Verilen görev a: Lütfen aşağıdaki listede "wall" kelimesini içeren her satırı döndür. Büyük ve küçük harf ayrımı önemlidir.

◆ ◆ ◆ ◆ ◆ ◆ ◆

KAÇINILMAZ DEĞİŞİM

Geçtiğimiz iki ay boyunca her şey o kadar hızlı değişti ki insanların bir kafesin içinde olduğu gibi evlerinde oturacağı, her şeyin sahibi olduğunu zanneden insan zihniyetinin gözle görünmeyen bir virüs ile yerle bir olacağını, öfkenin ve korkunun insanlara neler yaptırabileceğini kim bilebilirdi. Bu süreci herkes aynı şekilde geçirmedi elbet. Hastalanan kardeşlerimiz, kayıpları olan ve yas tutan kardeşlerimiz en zorlu şekilde sınandı. Ama hayat tek bir gerçeklik üzerine kurulu değil. Herkesin hayat senaryosu nasıl farklıysa, bu dönemi de herkes farklı şekilde geçirdi. Kimileri yeni yaratımlar yaptı, kimileri hayatı için yeni kararlar aldı, kimileri ise değişen dünyayı gözlemlemekle, sessiz kalarak geçirdi. Doğru ya da yanlış var mıydı? Bence yok. Herkes kendi hikayesinde eşsizce yolunda sadece yürüyor. Bu hep böyleydi ve hep de böyle olacak. 

Bana gelince, hayatımın en değişken son iki yılını sindirebilmek için inzivaya ihtiyaç duymuştum. Ama gerek iş hayatı, gerek kendi çalışmalarım ile hayatımdaki sorumluluklar, bu yola yönelmeme engel olmuştu. Bir anda çıkan Corona virüsü herkesi ilk başta şaşkınlığa sonra korkuya ve korkuya teslim olanlar daha çok korkuya teslim olurken, ben tüm sosyal medyadan ve gündemden uzaklaşarak tamamen kendi içime döndüm ve kendi inzivamı yarattım. Çalışma odamda geçirdiğim saatler, günler beni bambaşka bir dünyada yaşattı. Yazmaya başladım. Her gün deli gibi yazıyordum. Meğer ne kadar da hazırmışım yazmaya. Meğer ne kadar da hikaye yakınmış bana… Öyle çok vakit geçiriyordum ki yazdığım hikayedeki dünyadan çıkıp, yaşadığım dünyaya gelmek zaman alıyordu. Bazen ise yazdığım ile yaşadığım senkronize oluyordu; aynı anda yaşarken aynı anda yazıyordum. Dünya değişirken, kaos yaşanırken ben hikaye yazıyordum ve ben bambaşka bir dünyaya uyanıyordum. Hikayem, yazmam bitti ve Corona virüsü etkisini azaltmaya başladı. Şimdi bu hikaye ne zaman, ne şekilde sizinle buluşur, bilemem ama çok da uzak olmadığını düşünüyorum. 

Şimdi önümde yeni bir yol var. Altı yıldır özel ders aldığım ve hayatımızı paylaştığımız keman hocam ile yollarımız ayrıldı. Bundan sonraki süreçte nasıl, ne şekilde ilerlerim bilmiyorum ama zamanla o yolun bana gözükeceğine de eminim.

◆ ◆ ◆ ◆ ◆ ◆ ◆

Verilen görev b: Metne göre anlatıcı, keman hocasından kaç yıl özel ders almış?

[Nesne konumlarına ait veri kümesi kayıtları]
◆ ◆ ◆ ◆ ◆ ◆ ◆

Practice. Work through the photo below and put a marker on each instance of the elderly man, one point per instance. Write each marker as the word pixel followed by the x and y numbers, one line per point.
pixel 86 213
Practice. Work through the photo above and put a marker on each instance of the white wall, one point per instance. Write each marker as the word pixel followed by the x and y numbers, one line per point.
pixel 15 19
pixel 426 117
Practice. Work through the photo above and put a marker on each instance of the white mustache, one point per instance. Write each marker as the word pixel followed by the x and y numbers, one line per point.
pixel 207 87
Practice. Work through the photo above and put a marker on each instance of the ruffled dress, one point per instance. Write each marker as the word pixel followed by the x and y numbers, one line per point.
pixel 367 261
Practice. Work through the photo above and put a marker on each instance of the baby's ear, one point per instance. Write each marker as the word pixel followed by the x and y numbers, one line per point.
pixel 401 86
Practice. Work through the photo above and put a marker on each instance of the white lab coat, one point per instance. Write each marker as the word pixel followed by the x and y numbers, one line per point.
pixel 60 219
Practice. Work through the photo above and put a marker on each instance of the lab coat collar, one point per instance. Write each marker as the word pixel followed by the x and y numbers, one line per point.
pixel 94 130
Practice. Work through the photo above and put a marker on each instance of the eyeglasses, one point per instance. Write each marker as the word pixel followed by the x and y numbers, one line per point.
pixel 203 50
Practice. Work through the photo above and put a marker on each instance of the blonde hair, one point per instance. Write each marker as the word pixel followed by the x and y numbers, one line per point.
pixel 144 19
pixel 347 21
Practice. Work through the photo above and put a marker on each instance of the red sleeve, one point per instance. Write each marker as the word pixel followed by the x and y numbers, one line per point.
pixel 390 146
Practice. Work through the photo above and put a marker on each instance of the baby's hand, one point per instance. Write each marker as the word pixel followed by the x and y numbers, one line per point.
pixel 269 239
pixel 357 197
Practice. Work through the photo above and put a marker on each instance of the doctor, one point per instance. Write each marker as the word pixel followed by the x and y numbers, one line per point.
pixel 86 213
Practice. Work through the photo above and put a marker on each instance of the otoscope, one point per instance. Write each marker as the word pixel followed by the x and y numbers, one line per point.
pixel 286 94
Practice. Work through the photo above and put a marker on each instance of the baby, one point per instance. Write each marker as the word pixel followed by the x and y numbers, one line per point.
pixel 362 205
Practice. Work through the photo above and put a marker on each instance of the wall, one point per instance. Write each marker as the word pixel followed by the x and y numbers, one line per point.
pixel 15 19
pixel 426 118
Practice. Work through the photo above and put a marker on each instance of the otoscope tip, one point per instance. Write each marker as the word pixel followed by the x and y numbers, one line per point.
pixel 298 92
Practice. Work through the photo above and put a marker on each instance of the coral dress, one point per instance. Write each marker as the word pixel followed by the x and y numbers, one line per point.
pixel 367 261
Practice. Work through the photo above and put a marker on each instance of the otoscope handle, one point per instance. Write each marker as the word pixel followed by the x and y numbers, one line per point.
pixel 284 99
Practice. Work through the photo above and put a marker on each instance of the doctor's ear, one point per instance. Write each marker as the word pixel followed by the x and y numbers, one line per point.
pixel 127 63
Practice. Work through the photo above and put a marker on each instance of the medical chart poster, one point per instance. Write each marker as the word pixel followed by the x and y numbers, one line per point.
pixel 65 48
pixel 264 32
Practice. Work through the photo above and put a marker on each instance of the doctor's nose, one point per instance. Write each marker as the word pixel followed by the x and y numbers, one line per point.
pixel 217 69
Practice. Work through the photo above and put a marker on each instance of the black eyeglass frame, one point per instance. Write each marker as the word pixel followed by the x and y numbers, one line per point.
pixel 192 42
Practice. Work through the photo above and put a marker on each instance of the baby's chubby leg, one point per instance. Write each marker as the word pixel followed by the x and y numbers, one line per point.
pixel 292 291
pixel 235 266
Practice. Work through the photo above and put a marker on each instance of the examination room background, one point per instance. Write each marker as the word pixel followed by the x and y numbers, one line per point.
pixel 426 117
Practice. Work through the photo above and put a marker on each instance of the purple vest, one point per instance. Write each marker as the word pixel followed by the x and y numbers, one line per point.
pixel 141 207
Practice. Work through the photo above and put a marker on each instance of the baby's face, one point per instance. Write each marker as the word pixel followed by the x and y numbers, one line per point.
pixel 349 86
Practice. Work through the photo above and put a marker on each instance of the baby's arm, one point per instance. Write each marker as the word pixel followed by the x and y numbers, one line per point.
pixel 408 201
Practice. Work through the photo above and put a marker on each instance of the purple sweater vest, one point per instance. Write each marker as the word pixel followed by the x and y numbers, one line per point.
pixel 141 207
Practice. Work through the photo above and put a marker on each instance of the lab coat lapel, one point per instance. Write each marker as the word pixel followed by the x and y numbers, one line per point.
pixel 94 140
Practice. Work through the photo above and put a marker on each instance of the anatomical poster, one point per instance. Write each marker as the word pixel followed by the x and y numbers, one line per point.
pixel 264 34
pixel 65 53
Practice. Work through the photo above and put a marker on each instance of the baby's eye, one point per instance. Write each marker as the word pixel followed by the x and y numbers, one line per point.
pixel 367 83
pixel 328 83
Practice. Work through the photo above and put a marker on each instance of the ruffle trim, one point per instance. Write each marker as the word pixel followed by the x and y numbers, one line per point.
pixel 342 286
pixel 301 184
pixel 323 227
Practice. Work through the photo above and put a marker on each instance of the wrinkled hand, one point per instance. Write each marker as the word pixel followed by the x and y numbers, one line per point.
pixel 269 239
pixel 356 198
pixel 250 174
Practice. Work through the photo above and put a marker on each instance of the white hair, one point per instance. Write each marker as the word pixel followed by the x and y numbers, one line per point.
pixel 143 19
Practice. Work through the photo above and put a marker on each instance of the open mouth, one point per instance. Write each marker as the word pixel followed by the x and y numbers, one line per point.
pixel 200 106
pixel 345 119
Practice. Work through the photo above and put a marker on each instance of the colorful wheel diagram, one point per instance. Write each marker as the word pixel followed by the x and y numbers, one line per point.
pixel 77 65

◆ ◆ ◆ ◆ ◆ ◆ ◆

Tam çıktı a:
Practice. Work through the photo above and put a marker on each instance of the white wall, one point per instance. Write each marker as the word pixel followed by the x and y numbers, one line per point.
Practice. Work through the photo above and put a marker on each instance of the wall, one point per instance. Write each marker as the word pixel followed by the x and y numbers, one line per point.

Tam çıktı b: Altı yıl.